> Work required:
Return exactly the lines that run from the one with "Mark one point per instance of the grassy terrace." to the last line of the entries below, both included, and nothing else.

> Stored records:
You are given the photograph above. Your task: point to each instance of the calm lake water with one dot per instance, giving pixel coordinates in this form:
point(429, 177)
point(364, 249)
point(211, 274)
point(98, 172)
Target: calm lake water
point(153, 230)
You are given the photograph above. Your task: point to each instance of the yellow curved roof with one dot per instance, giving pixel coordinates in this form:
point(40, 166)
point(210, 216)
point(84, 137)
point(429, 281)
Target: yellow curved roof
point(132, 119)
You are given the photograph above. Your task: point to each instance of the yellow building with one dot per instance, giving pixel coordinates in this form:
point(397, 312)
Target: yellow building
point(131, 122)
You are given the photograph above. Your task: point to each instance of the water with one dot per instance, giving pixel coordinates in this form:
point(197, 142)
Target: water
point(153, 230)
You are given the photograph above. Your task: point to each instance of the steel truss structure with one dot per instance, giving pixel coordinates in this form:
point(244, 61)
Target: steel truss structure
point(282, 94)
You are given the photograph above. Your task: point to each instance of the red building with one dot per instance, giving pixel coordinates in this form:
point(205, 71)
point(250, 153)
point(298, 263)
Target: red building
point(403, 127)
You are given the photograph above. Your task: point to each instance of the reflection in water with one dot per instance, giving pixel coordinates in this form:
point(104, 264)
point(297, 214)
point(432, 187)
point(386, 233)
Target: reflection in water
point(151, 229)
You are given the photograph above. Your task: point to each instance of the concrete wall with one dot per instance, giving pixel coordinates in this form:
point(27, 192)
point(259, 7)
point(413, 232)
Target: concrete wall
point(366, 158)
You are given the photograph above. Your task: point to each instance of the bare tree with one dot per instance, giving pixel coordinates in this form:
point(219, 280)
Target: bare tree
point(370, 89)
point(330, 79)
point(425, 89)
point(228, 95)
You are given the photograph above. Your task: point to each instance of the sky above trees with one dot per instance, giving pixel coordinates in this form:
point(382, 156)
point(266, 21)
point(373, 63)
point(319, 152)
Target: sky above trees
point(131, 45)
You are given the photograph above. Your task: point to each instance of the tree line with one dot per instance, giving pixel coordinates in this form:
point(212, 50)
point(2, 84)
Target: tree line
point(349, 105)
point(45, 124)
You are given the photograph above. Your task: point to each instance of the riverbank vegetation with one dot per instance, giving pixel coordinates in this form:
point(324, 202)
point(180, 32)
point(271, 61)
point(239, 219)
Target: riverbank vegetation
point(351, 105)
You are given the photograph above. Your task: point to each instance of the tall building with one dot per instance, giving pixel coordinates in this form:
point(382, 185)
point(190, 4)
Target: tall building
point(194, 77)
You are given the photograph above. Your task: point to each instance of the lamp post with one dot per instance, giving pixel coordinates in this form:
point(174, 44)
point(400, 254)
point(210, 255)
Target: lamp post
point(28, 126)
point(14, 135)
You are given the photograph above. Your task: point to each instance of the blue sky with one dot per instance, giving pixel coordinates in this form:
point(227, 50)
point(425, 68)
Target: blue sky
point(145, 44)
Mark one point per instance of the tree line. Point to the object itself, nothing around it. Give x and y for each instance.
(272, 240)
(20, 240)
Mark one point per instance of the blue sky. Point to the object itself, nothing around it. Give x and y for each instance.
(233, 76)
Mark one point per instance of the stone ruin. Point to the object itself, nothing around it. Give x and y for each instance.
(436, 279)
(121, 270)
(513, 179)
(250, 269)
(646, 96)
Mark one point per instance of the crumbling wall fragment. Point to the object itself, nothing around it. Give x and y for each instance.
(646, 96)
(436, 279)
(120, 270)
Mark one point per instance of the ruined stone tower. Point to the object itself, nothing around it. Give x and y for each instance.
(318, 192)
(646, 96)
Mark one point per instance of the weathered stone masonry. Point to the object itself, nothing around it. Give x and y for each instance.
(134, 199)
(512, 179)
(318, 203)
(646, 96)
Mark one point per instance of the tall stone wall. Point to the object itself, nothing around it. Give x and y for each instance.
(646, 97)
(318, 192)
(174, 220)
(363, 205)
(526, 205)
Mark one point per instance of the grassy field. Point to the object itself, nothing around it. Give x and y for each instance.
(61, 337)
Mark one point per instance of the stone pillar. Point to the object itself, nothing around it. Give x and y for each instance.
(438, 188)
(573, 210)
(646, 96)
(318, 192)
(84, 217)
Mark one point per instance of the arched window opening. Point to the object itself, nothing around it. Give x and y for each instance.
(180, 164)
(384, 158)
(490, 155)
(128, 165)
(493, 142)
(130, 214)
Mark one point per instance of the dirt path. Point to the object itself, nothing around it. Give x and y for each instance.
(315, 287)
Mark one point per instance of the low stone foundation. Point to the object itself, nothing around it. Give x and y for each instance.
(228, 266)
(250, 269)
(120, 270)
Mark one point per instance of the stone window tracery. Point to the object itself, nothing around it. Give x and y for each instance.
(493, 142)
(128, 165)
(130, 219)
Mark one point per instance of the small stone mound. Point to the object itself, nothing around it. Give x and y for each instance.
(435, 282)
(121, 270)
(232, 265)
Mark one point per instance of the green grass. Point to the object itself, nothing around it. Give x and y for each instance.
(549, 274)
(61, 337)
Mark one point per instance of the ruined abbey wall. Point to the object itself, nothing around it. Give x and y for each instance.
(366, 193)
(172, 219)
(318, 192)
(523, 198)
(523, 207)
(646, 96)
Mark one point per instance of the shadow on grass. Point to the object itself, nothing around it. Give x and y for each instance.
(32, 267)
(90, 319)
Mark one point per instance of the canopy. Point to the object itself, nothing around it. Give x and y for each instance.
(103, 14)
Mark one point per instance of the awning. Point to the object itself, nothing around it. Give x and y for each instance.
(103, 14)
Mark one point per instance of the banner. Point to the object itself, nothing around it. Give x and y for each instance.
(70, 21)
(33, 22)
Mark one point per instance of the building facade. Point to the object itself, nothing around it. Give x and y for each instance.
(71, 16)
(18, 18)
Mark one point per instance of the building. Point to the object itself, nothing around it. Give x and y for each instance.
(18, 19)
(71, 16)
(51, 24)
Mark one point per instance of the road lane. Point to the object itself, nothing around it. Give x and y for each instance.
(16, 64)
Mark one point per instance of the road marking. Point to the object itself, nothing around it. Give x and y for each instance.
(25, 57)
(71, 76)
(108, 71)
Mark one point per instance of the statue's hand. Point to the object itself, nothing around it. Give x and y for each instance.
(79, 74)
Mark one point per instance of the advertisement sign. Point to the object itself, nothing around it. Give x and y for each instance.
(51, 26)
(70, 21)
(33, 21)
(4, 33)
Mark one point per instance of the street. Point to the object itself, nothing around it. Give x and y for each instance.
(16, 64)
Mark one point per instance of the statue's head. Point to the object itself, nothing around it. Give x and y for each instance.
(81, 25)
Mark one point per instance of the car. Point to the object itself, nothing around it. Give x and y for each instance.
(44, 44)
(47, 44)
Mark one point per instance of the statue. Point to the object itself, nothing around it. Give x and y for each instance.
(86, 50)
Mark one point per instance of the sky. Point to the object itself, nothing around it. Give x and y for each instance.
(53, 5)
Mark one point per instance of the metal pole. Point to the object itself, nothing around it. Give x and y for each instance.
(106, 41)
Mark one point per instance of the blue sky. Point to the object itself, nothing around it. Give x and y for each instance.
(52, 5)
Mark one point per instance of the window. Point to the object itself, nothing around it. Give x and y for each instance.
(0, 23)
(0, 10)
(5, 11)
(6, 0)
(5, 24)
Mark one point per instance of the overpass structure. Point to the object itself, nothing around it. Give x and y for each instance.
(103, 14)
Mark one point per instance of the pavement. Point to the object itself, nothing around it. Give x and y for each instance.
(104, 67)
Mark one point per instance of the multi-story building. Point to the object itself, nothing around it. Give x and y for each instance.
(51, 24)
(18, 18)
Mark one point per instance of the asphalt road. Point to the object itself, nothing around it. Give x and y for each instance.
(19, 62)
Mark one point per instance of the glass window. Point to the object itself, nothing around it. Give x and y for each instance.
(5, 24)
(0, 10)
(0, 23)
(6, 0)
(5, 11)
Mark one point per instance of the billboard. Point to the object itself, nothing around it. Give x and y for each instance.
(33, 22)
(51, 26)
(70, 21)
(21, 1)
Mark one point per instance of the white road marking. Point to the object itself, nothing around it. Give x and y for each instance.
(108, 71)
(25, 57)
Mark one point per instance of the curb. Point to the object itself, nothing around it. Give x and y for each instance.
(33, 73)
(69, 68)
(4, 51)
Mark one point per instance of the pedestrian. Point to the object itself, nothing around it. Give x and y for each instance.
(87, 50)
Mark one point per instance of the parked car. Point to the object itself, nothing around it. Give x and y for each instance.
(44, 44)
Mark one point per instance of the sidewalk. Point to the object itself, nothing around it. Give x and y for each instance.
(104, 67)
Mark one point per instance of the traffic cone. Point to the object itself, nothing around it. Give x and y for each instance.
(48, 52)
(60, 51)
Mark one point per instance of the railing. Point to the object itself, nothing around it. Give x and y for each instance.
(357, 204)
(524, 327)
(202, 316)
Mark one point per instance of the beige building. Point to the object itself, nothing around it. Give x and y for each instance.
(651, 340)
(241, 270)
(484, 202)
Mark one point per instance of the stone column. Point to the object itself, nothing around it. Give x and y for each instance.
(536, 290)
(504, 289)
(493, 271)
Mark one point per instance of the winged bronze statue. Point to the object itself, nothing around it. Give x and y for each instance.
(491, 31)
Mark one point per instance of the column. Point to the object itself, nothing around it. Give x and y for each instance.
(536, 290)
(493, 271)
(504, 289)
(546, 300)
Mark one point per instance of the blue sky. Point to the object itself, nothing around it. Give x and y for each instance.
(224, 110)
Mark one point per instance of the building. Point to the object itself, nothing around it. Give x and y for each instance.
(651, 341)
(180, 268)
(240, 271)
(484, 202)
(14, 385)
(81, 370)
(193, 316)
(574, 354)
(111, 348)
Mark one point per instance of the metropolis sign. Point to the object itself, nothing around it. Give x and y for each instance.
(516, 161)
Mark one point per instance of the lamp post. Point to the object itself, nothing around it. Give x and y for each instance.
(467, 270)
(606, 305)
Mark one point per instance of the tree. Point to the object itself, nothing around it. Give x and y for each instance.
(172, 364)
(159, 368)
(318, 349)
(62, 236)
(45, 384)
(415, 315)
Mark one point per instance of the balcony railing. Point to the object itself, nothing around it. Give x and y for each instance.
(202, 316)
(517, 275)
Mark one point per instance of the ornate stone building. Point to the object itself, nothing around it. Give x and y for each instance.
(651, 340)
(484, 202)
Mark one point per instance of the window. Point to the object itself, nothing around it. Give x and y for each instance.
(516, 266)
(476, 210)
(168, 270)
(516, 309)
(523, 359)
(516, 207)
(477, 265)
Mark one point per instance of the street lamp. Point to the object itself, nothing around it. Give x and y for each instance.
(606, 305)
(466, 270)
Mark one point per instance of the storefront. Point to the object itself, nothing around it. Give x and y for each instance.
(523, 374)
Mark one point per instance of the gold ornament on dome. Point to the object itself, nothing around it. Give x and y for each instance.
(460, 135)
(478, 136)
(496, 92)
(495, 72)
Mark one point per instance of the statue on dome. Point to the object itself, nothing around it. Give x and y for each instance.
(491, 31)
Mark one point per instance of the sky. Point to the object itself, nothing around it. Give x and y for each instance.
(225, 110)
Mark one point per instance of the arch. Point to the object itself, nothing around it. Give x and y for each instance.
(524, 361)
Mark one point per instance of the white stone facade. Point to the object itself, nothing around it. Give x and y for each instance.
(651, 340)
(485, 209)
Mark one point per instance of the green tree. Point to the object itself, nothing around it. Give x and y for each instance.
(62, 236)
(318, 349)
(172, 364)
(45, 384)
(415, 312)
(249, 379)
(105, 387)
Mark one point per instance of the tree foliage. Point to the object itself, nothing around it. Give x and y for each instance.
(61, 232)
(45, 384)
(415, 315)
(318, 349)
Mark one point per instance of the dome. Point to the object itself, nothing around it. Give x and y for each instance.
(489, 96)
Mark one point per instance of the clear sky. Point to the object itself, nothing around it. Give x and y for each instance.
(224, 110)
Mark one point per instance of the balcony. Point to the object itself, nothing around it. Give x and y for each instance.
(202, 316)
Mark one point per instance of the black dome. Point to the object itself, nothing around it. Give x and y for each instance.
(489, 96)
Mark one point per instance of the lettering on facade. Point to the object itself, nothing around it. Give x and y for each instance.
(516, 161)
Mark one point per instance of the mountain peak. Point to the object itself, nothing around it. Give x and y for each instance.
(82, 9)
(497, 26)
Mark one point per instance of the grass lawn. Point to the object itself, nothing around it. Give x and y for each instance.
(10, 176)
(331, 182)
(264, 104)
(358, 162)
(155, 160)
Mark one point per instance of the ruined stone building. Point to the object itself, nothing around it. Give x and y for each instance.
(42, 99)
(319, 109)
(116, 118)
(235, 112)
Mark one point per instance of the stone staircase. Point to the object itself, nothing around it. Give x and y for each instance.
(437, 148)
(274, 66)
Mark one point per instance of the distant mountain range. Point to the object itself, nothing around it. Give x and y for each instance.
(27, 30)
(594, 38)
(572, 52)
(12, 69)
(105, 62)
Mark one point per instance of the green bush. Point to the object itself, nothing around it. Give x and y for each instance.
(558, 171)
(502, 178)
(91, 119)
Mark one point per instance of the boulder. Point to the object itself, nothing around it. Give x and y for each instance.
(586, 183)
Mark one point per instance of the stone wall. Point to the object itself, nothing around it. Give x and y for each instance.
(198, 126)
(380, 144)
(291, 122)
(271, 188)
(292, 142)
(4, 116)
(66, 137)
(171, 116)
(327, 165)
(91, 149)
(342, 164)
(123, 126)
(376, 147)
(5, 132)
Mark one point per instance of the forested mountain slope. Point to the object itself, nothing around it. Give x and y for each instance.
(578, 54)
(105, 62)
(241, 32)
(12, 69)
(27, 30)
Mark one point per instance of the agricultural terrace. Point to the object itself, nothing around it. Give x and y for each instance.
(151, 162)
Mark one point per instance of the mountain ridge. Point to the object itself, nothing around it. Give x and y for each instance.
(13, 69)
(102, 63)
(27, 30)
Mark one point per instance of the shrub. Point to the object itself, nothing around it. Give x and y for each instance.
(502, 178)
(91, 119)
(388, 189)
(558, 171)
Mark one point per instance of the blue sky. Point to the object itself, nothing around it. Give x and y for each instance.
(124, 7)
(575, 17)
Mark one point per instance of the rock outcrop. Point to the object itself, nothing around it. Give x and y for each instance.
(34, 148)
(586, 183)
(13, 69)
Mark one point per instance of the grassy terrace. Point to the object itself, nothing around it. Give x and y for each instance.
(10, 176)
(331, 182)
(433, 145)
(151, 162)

> Output of the task:
Mark one point per instance of the grassy terrace. Point to the object itself, nothing around it. Give x and y for each instance.
(10, 176)
(331, 182)
(433, 145)
(151, 162)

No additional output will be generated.